INSTRUCTIONS FOR THE TASK ::
In the listing that follows, how many lines include the word "dark"? Only the number is wanted.
#### DATA RECORDS
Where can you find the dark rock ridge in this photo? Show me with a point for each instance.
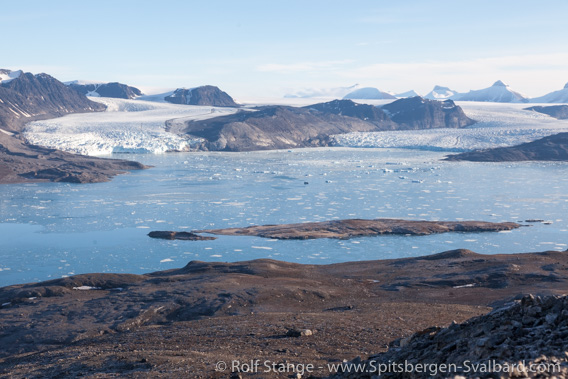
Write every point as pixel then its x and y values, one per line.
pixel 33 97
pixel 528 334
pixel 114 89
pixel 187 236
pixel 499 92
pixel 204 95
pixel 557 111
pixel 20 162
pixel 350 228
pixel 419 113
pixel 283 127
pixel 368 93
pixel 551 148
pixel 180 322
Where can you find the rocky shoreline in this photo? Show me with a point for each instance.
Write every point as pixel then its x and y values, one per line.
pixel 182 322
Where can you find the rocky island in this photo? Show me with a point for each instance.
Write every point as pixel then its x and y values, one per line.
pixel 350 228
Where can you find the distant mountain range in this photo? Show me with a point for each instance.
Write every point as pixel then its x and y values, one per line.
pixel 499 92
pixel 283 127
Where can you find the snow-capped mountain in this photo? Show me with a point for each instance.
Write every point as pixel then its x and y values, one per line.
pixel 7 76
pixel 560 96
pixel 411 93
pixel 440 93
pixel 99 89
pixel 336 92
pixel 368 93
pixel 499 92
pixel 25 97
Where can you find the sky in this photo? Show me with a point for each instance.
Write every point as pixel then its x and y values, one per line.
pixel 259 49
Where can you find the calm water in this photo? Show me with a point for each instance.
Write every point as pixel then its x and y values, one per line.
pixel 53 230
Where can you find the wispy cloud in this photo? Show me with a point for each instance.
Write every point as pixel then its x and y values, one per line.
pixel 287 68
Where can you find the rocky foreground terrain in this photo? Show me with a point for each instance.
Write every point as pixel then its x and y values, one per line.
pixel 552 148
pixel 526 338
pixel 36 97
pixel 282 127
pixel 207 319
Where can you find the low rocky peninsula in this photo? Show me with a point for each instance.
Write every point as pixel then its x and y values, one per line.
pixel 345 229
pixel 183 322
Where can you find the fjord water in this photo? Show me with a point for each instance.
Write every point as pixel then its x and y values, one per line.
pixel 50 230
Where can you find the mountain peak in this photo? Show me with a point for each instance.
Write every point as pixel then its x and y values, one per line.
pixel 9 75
########
#### DATA RECORDS
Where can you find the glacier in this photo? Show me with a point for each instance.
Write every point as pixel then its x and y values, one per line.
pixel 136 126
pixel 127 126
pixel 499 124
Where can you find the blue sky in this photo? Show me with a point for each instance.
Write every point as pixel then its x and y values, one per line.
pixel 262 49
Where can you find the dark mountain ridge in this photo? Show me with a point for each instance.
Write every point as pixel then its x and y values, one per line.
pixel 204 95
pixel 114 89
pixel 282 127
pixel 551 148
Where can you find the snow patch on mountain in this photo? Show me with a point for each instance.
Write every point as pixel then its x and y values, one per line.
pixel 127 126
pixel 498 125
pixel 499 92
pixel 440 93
########
SOLUTION FOR THIS TASK ::
2